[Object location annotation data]
◆ ◆ ◆ ◆ ◆

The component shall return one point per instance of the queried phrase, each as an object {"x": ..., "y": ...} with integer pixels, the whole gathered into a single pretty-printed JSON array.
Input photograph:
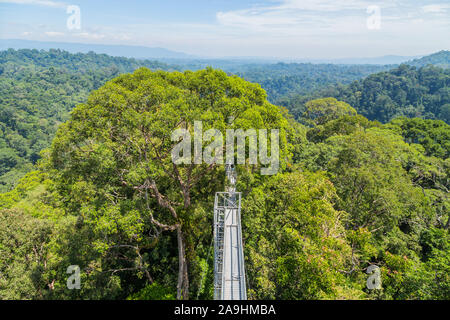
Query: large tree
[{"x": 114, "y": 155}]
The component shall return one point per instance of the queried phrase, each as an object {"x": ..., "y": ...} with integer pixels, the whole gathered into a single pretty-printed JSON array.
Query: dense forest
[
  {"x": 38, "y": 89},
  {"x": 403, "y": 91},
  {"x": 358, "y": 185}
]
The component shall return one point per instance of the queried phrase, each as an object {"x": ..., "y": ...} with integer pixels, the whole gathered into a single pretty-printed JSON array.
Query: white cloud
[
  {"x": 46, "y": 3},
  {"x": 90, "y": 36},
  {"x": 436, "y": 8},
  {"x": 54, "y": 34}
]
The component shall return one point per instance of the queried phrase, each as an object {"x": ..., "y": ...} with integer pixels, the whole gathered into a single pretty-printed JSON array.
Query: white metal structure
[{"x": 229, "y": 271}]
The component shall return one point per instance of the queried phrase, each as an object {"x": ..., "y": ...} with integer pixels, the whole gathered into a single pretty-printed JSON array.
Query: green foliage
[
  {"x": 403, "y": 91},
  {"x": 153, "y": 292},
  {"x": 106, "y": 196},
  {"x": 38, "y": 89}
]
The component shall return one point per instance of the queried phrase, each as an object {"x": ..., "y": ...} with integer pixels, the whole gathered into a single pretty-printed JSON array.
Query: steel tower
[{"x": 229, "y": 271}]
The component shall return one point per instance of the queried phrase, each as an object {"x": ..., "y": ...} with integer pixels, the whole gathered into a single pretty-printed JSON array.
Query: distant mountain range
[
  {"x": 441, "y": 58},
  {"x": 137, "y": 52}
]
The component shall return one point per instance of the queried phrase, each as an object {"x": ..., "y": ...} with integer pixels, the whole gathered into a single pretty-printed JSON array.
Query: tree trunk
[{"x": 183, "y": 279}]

◆ ◆ ◆ ◆ ◆

*Requirement*: Quote all the lines above exactly as given. Do not include the pictures.

*Exercise output*:
The component shall return one point per instance of the queried phrase, each as an object {"x": ..., "y": ...} with integer pixels, the whole gathered into a single pretty-printed JSON array.
Input photograph:
Query: large tree
[{"x": 114, "y": 155}]
The component shall return one point per instance of the queried phrase, each as an object {"x": ..., "y": ...} with integer pixels, the whole gathered into a single pretty-printed JSON array.
Query: dense forest
[
  {"x": 38, "y": 89},
  {"x": 403, "y": 91},
  {"x": 358, "y": 185}
]
The component shall return one point per instance of the queried phrase, each as an object {"x": ..., "y": ...} with integer pixels, the whole gathered into a single pretty-printed JSON array.
Query: white cloud
[
  {"x": 46, "y": 3},
  {"x": 90, "y": 36},
  {"x": 436, "y": 8},
  {"x": 54, "y": 34}
]
The component shall return one point per instance of the queried phrase, each as an object {"x": ..., "y": ...} with integer pixels, the whole gathered into a single pretty-printed JSON array.
Query: white metal structure
[{"x": 229, "y": 271}]
The component shall return one point per instance of the queried phrase, each as an object {"x": ..., "y": ...} with integer pixels, the whole gathered into a single pretty-printed JSON array.
Query: green foliage
[
  {"x": 403, "y": 91},
  {"x": 153, "y": 292},
  {"x": 106, "y": 196},
  {"x": 38, "y": 89}
]
The component shall return one point per instance of the queried phrase, each as an object {"x": ..., "y": ...} with integer pixels, the whole gathered into a single pretty-printed JSON array.
Query: steel tower
[{"x": 229, "y": 271}]
The component shall return one point per instance of the queried phrase, each as an object {"x": ..., "y": ...} with integer pixels, the whole gathered into a single pretty-printed JSON array.
Query: distant mountain range
[
  {"x": 441, "y": 58},
  {"x": 137, "y": 52}
]
The component shall return one point per instance of the queried phrase, each as an object {"x": ..., "y": ...} with integer pixels, the whole gathered into a single pretty-printed JSON array.
Query: tree trunk
[{"x": 183, "y": 279}]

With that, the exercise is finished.